──────── RECORDS SUPPLIED ────────

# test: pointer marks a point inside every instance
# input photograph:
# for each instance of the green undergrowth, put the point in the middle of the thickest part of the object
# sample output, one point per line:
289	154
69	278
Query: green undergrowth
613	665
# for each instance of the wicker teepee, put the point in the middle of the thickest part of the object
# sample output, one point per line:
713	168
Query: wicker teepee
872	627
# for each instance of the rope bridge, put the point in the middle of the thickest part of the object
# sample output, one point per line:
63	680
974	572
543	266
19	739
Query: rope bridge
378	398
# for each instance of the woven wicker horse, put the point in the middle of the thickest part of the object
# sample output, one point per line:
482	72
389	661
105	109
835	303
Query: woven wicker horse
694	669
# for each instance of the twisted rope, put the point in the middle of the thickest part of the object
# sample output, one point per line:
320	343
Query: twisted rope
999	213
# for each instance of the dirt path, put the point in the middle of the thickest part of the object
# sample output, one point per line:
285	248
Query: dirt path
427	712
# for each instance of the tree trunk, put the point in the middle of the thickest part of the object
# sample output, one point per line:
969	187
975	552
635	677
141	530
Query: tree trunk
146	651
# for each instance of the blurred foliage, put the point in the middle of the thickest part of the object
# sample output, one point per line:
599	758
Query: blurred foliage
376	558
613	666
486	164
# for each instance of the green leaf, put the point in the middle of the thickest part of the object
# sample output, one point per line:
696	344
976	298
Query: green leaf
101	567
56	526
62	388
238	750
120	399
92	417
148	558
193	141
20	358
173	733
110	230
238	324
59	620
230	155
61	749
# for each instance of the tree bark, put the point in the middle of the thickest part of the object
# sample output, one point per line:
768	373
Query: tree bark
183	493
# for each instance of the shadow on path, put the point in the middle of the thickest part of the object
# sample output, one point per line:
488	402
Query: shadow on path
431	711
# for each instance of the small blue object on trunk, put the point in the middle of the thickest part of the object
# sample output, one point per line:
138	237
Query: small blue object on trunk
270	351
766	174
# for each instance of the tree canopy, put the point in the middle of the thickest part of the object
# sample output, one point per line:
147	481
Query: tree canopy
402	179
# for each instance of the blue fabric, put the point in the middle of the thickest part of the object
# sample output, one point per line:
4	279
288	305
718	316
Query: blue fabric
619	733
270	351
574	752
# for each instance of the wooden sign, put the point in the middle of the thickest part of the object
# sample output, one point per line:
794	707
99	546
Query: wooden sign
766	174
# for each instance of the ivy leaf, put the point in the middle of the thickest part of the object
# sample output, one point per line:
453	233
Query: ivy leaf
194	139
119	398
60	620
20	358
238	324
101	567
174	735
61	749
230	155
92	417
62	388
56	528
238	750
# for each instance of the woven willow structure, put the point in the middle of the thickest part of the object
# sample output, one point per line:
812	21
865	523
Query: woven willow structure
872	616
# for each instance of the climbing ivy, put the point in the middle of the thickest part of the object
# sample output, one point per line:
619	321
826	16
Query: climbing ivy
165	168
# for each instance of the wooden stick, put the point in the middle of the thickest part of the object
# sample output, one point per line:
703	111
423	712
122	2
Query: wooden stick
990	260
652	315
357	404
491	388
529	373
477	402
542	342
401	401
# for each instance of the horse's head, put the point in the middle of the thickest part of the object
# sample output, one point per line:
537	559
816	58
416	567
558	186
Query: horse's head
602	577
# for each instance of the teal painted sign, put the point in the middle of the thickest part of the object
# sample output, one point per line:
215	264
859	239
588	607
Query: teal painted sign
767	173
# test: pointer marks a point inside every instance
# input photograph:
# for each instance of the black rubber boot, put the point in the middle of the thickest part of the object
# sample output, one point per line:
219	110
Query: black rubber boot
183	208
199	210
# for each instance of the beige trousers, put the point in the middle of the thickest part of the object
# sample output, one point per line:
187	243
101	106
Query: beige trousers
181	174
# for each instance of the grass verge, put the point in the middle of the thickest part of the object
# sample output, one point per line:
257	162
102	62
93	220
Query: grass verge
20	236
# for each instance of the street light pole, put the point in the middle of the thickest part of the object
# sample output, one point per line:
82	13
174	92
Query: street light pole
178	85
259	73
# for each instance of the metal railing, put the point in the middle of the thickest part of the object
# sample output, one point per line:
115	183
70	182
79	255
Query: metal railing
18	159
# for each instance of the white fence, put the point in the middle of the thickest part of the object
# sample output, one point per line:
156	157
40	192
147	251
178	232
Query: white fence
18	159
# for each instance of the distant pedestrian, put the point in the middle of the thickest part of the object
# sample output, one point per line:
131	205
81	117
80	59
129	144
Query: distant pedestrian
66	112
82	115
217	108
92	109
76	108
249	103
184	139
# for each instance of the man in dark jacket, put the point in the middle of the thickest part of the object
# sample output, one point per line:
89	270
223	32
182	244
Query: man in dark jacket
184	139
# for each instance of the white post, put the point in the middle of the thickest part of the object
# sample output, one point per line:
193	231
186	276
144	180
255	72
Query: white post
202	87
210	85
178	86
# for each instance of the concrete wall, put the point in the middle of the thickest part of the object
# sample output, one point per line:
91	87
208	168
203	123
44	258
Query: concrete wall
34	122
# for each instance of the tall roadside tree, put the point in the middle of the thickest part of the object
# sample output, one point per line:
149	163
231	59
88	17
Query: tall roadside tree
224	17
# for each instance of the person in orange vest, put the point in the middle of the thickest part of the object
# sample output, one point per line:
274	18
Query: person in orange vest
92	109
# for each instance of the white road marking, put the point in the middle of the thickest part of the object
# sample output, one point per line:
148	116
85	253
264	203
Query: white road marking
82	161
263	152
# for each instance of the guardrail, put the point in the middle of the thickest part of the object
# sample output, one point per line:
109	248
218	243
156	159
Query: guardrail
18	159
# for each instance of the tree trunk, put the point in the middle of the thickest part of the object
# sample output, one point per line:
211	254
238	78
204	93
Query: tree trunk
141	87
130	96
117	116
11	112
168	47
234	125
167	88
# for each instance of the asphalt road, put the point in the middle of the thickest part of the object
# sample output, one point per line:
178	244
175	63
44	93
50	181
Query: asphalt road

────────

» STATED PROBLEM
Write out every record verbatim.

» TASK ANSWER
# test: pointer marks a point inside every instance
# input photograph:
# for each instance of the green undergrowth, put the point in the middle of the thickest part of the object
# sample output, one point per line:
289	154
69	278
Query: green undergrowth
613	665
# for each instance of the wicker teepee, put the point in the middle of the thickest part of the object
# sample output, one point per line:
713	168
Query: wicker teepee
872	627
# for each instance of the rope bridge, put the point in the middle of the thickest part of the object
# sample output, one point per line:
63	680
974	572
543	266
19	739
Query: rope bridge
378	398
# for each instance of the woven wicker horse, put the point in the middle of the thickest part of the object
# sample output, one point per line:
482	72
389	661
105	109
835	303
Query: woven wicker horse
694	669
# for each instance of the twisted rope, put the point in the middle of the thickest part of the object
# sample output, one point per line:
320	343
Query: twisted rope
999	213
# for each instance of the dirt path, put the point in the middle of the thickest part of the object
# sample output, one point per line:
285	248
Query: dirt path
427	712
# for each instance of the tree trunk, put the point in the middle of the thickest part of the object
# sample output, one point per line:
969	187
975	552
635	677
141	530
Query: tree trunk
146	651
# for each instance of the blurred foliage, put the point in the middle of the thickest part of the object
# sample output, one point per line:
599	758
Query: blurred foliage
376	558
613	666
486	164
# for each instance of the green leaf, put the point in the middle of the thickest part of the object
# sample output, one point per line:
696	344
976	298
Query: green leaf
101	567
56	526
62	388
238	750
120	399
92	417
148	558
193	141
20	358
173	733
110	230
238	324
59	620
230	155
61	749
# for each instance of the tree bark, put the point in the middle of the thickest part of the object
# sample output, one point per line:
768	373
Query: tree bark
183	493
# for each instance of the shadow on path, put the point in the middle of the thickest part of the object
# sample output, one point per line:
488	402
Query: shadow on path
431	711
# for each instance of the small blue object on trunk, put the point in the middle of the thickest part of the object
# sample output, one point per line:
138	237
Query: small blue object on trunk
270	351
766	174
# for each instance of the tree canopy, put the point in the middle of the thickest part of the object
# sample output, one point per line:
147	481
Query: tree canopy
402	179
# for each instance of the blue fabric, put the point in the middle of the thickest part of the object
# sample output, one point per line:
4	279
288	305
718	316
Query: blue fabric
619	733
270	351
574	752
# for each instance of the wooden sign, put the point in the middle of the thickest part of the object
# sample output, one point per line:
794	707
99	546
Query: wooden sign
766	174
# for each instance of the ivy leaf, put the point in the middle of the thickest part of the object
# sample output, one point per line:
453	233
Query: ivy leaf
194	139
119	398
60	620
20	358
238	324
101	567
174	735
61	749
230	155
92	417
62	388
56	528
238	750
# for each instance of the woven willow structure, put the point in the middle of the thickest part of the object
# sample output, one point per line:
812	21
865	523
Query: woven willow structure
872	616
# for each instance of the climbing ivy, put the point in the middle of the thickest part of the object
# sample output, one point per line:
619	321
826	16
Query: climbing ivy
165	168
# for each instance of the wooden stick, put the point in the middle of the thickest part of the object
# sample output, one point per line:
703	111
423	712
122	2
Query: wooden stick
990	260
652	315
357	404
491	388
529	373
477	402
542	342
401	401
# for each instance of the horse's head, put the point in the middle of the thickest part of the object
# sample output, one point per line:
537	559
816	58
416	567
558	186
Query: horse's head
602	577
# for each instance of the teal painted sign, put the point in the middle of the thickest part of the object
# sample output, one point per line:
215	264
859	239
588	607
Query: teal painted sign
767	173
# test: pointer marks a point inside every instance
# input photograph:
# for each instance of the black rubber boot, put the point in the middle of the thickest part of the object
# sample output, one point per line:
219	110
Query: black rubber boot
183	208
199	210
# for each instance of the beige trousers, put the point in the middle of the thickest part of the object
# sample output, one point per line:
187	243
101	106
Query: beige trousers
181	174
# for each instance of the grass verge, put the point in the middle of the thickest part of the object
# sample output, one point per line:
257	162
102	62
93	220
Query: grass verge
20	236
# for each instance of the street light pole, put the point in the middle of the thickest part of the object
# sample output, one point per line:
82	13
174	92
Query: street light pole
178	85
259	73
# for each instance of the metal railing, put the point in the middle of the thickest part of the object
# sample output, one point per line:
115	183
70	182
79	255
Query: metal railing
18	159
# for each instance of the white fence, put the point in the middle of the thickest part of the object
# sample output, one point per line:
156	157
40	192
147	251
178	232
Query: white fence
18	159
# for each instance of the distant pedestrian, put the point in the middle of the thickest part of the object
# sample output, one point per line:
131	205
81	117
80	59
129	144
Query: distant pedestrian
66	112
82	115
217	108
92	109
76	108
249	103
184	139
# for each instance of the man in dark jacket, put the point in the middle of the thickest part of the object
# sample output, one point per line:
89	270
223	32
182	244
Query: man in dark jacket
184	139
# for each instance of the white post, put the point in the middle of the thickest part of the object
# sample output, one point per line:
193	231
186	276
144	180
255	72
Query: white post
202	87
210	85
178	86
# for each instance of the concrete wall, put the point in the middle of the thickest part of the object
# sample output, one point per line:
91	87
208	168
203	123
44	258
Query: concrete wall
34	122
# for each instance of the tall roadside tree, put the point in the middle of the thickest part of the object
# sample output, one point per line:
149	163
231	59
88	17
Query: tall roadside tree
224	17
# for each instance of the person in orange vest, put the point in the middle of the thickest part of the object
# sample output, one point per line:
274	18
Query: person in orange vest
92	109
# for each instance of the white road marking, put the point in the middle of the thickest part of the object
# sample output, one point per line:
148	116
85	253
264	203
Query: white road marking
82	161
263	152
# for each instance of the guardrail, put the point in the middle of the thickest part of the object
# sample output, one point per line:
109	248
218	243
156	159
Query: guardrail
18	159
# for each instance of the tree trunk, put the point in the middle of the thickest part of the object
# sample output, one point per line:
211	254
238	78
204	93
Query: tree trunk
141	87
130	96
117	116
11	112
168	47
234	125
167	88
# for each instance of the asphalt road, put the point in the middle of the thickest part of the object
# sample output, one point per line:
178	244
175	63
44	93
50	181
Query: asphalt road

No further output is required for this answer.